» TO DO
In the entries below, find every line holding the string "correct" and collect it.

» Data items
++++++++

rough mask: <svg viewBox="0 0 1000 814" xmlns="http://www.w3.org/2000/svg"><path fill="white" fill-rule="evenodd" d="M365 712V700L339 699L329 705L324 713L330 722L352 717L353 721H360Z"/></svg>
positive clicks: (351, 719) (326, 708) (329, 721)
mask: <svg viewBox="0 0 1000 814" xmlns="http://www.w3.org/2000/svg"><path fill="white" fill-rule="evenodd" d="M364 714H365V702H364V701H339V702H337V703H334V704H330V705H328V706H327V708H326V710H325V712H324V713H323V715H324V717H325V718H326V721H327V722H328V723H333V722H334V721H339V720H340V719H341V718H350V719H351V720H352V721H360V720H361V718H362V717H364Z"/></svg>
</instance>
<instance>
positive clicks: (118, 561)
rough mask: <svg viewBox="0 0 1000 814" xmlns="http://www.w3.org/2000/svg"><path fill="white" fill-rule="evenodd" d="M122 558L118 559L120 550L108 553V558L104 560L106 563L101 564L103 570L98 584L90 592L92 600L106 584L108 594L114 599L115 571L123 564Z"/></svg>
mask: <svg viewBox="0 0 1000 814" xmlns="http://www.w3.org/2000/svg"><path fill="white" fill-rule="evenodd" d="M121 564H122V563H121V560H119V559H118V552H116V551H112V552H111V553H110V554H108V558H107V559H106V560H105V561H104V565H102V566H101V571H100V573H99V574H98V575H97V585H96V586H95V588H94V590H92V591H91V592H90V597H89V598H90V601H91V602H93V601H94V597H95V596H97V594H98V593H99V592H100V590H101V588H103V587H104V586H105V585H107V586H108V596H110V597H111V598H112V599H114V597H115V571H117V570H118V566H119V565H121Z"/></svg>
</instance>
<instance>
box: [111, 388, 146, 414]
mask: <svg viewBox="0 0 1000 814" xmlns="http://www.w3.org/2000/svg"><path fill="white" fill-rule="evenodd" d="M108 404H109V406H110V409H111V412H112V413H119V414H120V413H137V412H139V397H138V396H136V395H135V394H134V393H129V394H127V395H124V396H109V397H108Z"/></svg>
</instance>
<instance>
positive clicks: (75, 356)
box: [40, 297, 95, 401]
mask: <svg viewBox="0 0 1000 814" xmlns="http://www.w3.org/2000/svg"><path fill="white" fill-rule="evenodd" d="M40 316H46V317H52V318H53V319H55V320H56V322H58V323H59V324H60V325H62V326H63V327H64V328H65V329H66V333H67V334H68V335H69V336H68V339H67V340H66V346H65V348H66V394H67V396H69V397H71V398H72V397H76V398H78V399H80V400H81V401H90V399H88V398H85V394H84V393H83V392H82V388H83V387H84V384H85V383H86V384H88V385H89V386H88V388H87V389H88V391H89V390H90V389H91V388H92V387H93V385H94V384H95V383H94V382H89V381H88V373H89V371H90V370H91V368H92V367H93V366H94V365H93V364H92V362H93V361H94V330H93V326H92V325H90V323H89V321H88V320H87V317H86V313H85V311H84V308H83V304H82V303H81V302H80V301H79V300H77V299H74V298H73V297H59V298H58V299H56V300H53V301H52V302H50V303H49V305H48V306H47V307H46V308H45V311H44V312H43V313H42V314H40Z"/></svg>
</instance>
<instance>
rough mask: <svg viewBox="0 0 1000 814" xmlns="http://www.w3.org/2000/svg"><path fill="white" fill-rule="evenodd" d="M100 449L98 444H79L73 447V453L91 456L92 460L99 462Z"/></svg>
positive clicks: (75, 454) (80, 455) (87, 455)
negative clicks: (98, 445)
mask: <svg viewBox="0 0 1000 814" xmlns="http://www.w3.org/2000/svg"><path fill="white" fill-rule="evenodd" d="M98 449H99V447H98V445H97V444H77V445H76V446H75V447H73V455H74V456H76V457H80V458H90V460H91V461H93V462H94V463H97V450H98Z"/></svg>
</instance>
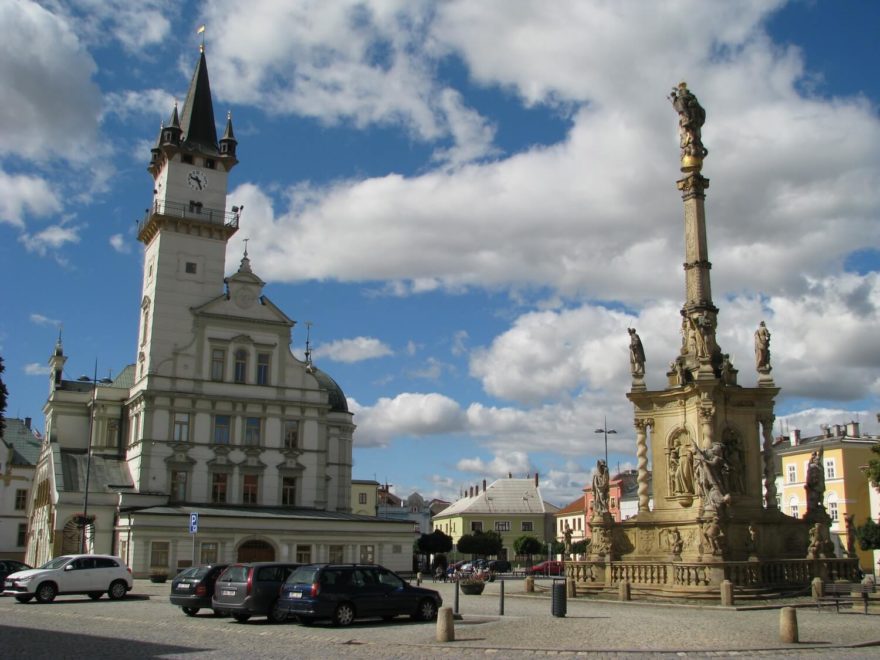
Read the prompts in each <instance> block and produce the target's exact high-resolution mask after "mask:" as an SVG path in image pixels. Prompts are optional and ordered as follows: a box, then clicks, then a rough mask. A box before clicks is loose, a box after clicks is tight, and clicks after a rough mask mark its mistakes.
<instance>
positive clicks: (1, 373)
mask: <svg viewBox="0 0 880 660" xmlns="http://www.w3.org/2000/svg"><path fill="white" fill-rule="evenodd" d="M4 371H6V367H4V366H3V358H2V357H0V438H2V437H3V436H4V435H5V433H6V396H7V395H8V394H9V390H7V389H6V384H5V383H4V382H3V378H2V376H3V372H4Z"/></svg>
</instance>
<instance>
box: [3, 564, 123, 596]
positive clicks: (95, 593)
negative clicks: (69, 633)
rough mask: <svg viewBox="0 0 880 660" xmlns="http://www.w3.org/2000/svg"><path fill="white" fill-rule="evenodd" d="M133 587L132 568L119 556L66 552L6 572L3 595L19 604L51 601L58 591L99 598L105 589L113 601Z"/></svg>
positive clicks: (103, 591)
mask: <svg viewBox="0 0 880 660" xmlns="http://www.w3.org/2000/svg"><path fill="white" fill-rule="evenodd" d="M131 587H132V581H131V570H130V569H128V568H126V566H125V564H124V563H123V562H122V560H121V559H120V558H119V557H111V556H110V555H63V556H61V557H56V558H55V559H52V560H50V561H48V562H46V563H45V564H43V565H42V566H40V567H39V568H31V569H28V570H26V571H19V572H18V573H11V574H10V575H7V576H6V581H5V584H4V588H3V595H4V596H15V599H16V600H17V601H18V602H20V603H27V602H29V601H30V600H31V599H32V598H34V597H36V598H37V600H38V601H39V602H41V603H51V602H52V601H53V600H55V596H57V595H58V594H88V596H89V598H91V599H92V600H98V599H99V598H100V597H101V595H102V594H104V593H105V592H106V593H107V595H108V596H109V597H110V599H111V600H119V599H120V598H124V597H125V594H126V593H128V592H129V591H131Z"/></svg>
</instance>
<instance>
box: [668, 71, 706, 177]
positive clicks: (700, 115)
mask: <svg viewBox="0 0 880 660" xmlns="http://www.w3.org/2000/svg"><path fill="white" fill-rule="evenodd" d="M669 100H670V101H672V107H673V108H674V109H675V111H676V112H677V113H678V135H679V146H680V147H681V159H682V162H684V161H686V160H688V159H697V160H702V159H703V158H705V157H706V156H707V155H708V154H709V150H708V149H706V147H704V146H703V140H702V135H701V132H702V127H703V124H705V123H706V111H705V110H704V109H703V106H701V105H700V102H699V101H697V97H696V96H694V95H693V94H692V93H691V91H690V90H689V89H688V88H687V83H683V82H682V83H679V84H678V87H674V88H673V89H672V93H671V94H670V95H669Z"/></svg>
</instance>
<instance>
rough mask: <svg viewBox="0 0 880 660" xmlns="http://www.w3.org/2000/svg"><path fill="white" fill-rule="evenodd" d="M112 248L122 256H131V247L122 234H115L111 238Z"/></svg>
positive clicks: (124, 237) (110, 240)
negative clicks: (122, 255)
mask: <svg viewBox="0 0 880 660" xmlns="http://www.w3.org/2000/svg"><path fill="white" fill-rule="evenodd" d="M110 247H112V248H113V249H114V250H116V251H117V252H119V253H120V254H129V253H130V252H131V245H129V244H128V243H127V242H126V240H125V236H123V235H122V234H113V235H112V236H111V237H110Z"/></svg>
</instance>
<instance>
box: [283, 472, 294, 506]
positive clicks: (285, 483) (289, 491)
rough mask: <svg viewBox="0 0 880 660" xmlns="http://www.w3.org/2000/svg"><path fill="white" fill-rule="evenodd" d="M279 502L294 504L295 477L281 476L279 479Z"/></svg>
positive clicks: (289, 503) (283, 503) (284, 503)
mask: <svg viewBox="0 0 880 660" xmlns="http://www.w3.org/2000/svg"><path fill="white" fill-rule="evenodd" d="M281 504H282V505H283V506H294V505H295V504H296V479H294V478H293V477H283V478H282V479H281Z"/></svg>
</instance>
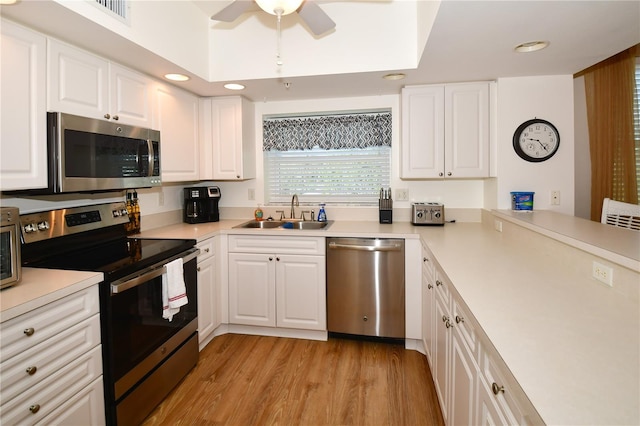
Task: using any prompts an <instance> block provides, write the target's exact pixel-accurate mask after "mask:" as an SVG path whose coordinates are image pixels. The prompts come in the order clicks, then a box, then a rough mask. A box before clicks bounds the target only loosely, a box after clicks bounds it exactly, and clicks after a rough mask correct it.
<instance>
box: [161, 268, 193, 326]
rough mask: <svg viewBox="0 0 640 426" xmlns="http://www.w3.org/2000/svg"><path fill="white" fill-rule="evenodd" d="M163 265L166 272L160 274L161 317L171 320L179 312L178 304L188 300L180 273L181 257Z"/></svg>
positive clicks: (181, 271) (186, 303) (180, 269)
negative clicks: (161, 284)
mask: <svg viewBox="0 0 640 426" xmlns="http://www.w3.org/2000/svg"><path fill="white" fill-rule="evenodd" d="M164 267H165V268H166V269H167V272H166V273H164V274H162V318H164V319H168V320H169V321H171V320H173V316H174V315H176V314H177V313H178V312H180V306H184V305H186V304H187V303H188V302H189V301H188V300H187V289H186V287H185V285H184V278H183V273H182V258H178V259H176V260H173V261H171V262H169V263H167V264H166V265H164Z"/></svg>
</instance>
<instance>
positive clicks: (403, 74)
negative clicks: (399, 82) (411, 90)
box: [382, 72, 406, 80]
mask: <svg viewBox="0 0 640 426" xmlns="http://www.w3.org/2000/svg"><path fill="white" fill-rule="evenodd" d="M405 77H406V75H405V74H403V73H401V72H397V73H392V74H387V75H384V76H383V77H382V78H384V79H385V80H402V79H403V78H405Z"/></svg>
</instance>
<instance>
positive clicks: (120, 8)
mask: <svg viewBox="0 0 640 426" xmlns="http://www.w3.org/2000/svg"><path fill="white" fill-rule="evenodd" d="M95 1H96V3H98V4H99V5H101V6H104V7H105V8H106V9H108V10H110V11H111V12H113V13H115V14H116V15H118V16H120V17H122V18H126V17H127V1H128V0H95Z"/></svg>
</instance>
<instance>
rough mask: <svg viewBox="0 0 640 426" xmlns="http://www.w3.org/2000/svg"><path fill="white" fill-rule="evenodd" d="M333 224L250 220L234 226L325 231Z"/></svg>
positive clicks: (244, 228)
mask: <svg viewBox="0 0 640 426" xmlns="http://www.w3.org/2000/svg"><path fill="white" fill-rule="evenodd" d="M332 223H333V221H332V220H329V221H327V222H314V221H310V220H305V221H302V220H263V221H257V220H250V221H248V222H245V223H241V224H240V225H236V226H234V228H237V229H276V228H279V229H297V230H318V229H326V228H327V227H329V225H331V224H332Z"/></svg>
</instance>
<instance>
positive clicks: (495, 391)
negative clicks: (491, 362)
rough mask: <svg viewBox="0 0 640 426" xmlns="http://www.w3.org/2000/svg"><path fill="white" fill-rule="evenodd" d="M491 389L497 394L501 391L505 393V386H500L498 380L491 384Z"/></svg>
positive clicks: (496, 394) (492, 390)
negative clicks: (504, 391)
mask: <svg viewBox="0 0 640 426" xmlns="http://www.w3.org/2000/svg"><path fill="white" fill-rule="evenodd" d="M491 390H492V391H493V394H494V395H497V394H499V393H501V392H502V393H504V386H498V384H497V383H496V382H493V384H492V385H491Z"/></svg>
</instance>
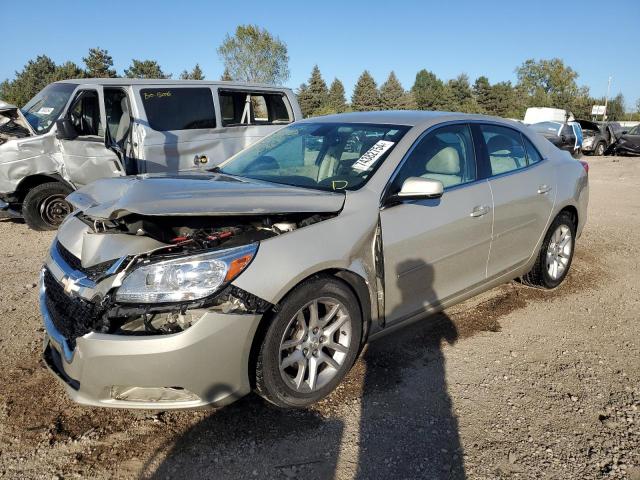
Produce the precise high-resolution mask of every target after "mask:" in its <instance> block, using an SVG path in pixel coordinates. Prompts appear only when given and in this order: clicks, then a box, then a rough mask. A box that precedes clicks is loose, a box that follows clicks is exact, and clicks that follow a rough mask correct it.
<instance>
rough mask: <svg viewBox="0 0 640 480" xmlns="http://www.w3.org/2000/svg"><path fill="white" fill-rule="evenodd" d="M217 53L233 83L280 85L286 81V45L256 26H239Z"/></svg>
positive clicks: (217, 50)
mask: <svg viewBox="0 0 640 480" xmlns="http://www.w3.org/2000/svg"><path fill="white" fill-rule="evenodd" d="M217 52H218V55H219V56H220V59H221V60H222V61H223V63H224V66H225V69H226V70H227V71H228V72H229V75H230V77H231V78H232V79H234V80H241V81H245V82H260V83H269V84H282V83H284V82H286V81H287V80H288V79H289V55H288V53H287V46H286V44H285V43H284V42H282V41H281V40H280V39H279V38H278V37H274V36H272V35H271V34H270V33H269V32H268V31H267V30H265V29H263V28H260V27H258V26H257V25H238V27H237V28H236V32H235V34H234V35H233V36H230V35H229V34H227V36H226V37H225V39H224V41H223V42H222V45H220V47H218V50H217Z"/></svg>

++++++++

» OUTPUT OF THE TASK
Task: using any prompts an <instance> block provides, write the target's exact pixel-accurate mask after "mask:" as an SVG path whose coordinates are image pixels. The prompts come in the order clicks, then a box, then a rough mask. A box before clicks bounds the target only loosely, a box after clicks bounds it exactly, and clicks after a rough mask correct it.
Produce the precise high-resolution mask of every target after "mask:" in its <instance> block, using an SVG path in pixel coordinates. Prompts appear only when given and in this order: clicks, then a box, then a rough mask. A box that precedes clicks is loose, a box that follows clicks is exact, and clicks that follow a rough mask correct it.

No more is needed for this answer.